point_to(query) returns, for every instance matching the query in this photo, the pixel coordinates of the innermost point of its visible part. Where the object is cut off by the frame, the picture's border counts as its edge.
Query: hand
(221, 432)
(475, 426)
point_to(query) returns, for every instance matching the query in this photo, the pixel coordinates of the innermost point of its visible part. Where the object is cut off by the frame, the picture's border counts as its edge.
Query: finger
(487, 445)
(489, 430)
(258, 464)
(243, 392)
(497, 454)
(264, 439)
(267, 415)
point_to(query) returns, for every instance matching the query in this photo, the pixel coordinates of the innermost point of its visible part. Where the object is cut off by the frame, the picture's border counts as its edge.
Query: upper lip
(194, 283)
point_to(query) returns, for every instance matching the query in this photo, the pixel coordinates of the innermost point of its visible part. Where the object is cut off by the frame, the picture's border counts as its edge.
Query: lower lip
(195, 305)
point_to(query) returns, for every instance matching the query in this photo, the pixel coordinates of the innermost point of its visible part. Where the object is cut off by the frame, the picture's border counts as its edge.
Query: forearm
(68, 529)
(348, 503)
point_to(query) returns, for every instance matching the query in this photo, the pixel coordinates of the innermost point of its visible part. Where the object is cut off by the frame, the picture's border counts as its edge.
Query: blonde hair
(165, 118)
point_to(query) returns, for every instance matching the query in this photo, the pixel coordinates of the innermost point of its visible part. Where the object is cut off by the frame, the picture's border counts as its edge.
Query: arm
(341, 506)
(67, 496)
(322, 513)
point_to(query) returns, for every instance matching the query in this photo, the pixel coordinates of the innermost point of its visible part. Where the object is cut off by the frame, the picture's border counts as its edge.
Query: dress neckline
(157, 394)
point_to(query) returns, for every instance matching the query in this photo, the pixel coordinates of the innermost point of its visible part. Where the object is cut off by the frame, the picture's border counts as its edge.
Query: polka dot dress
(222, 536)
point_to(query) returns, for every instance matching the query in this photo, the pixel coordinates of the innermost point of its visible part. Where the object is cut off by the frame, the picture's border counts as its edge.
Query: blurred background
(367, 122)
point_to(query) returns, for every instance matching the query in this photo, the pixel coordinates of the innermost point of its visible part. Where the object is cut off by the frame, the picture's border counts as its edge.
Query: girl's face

+ + + + +

* _ASSIGNED TASK_
Please restate the material above exactly, line by line.

* _WRITTEN ANSWER_
point_to(query) returns, for every instance matching the query in this photo, the pixel coordinates of the innermost point of its visible part. Where the object is cut off by the frame, the picture's border counts as its edge.
Query: hand
(221, 432)
(475, 426)
point_to(query) returns, for every instance matching the query in this photo, the pixel coordinates of the innermost point of its visible part. Where the object is cut off by the frame, the picture's border counts as its edge.
Query: finger
(487, 445)
(489, 430)
(258, 464)
(243, 392)
(497, 454)
(264, 439)
(267, 415)
point_to(query) returns, for every instance matching the query in this photo, the pixel coordinates of the innermost point of its visible part. Where the object is cut off by the frame, the picture's border counts as its edge.
Query: upper lip
(194, 283)
point_to(query) returns, for every instance matching the query in this photo, the pixel coordinates of the innermost point of its visible part. Where the object is cut off by the frame, the picture's border counts as its edge.
Query: lower lip
(195, 305)
point_to(query) returns, for every instance matching the query in this photo, the pixel coordinates of the innermost point of its visible part. Where the object is cut off by the frame, the picture's border counts as its edge.
Query: forearm
(68, 529)
(348, 503)
point_to(query) returns, for every instance matching the query in this photo, the pixel coordinates of the innermost point of its visible part. Where the object is cut off by the frame, the picture's border counts as its edge.
Query: blonde hair
(165, 118)
point_to(query) returns, for every instance matching the query in this photo, the pixel coordinates of the innermost point of its visible part. Where the object is cut off by the frame, the picture's border counts as its edge.
Query: arm
(341, 506)
(67, 496)
(322, 513)
point_to(query) returns, for every instance matching the query in this photo, the pixel coordinates of the innermost point of its visible part. Where the object is cut off by the frame, the picture's border counts as its edge.
Query: dress neckline
(157, 394)
point_to(query) returns, for every instance matching the query in this photo, the pixel coordinates of the innermost point of its visible part. Where the object is cut off by the frame, the picture's border counts as its edge.
Query: polka dot dress
(222, 536)
point_to(query) returns, for every instance matching the query in this photo, the pixel coordinates of the innermost point of its visible part. Where the object is cut off by the frame, the picture's border counts as its edge.
Query: blurred background
(367, 122)
point_to(query) returns, for every instance matching the query in this photo, the pixel coordinates of the innermost point of its visible part. Where the object is cut off by the frame, the picture's border counts as its edge.
Query: girl's face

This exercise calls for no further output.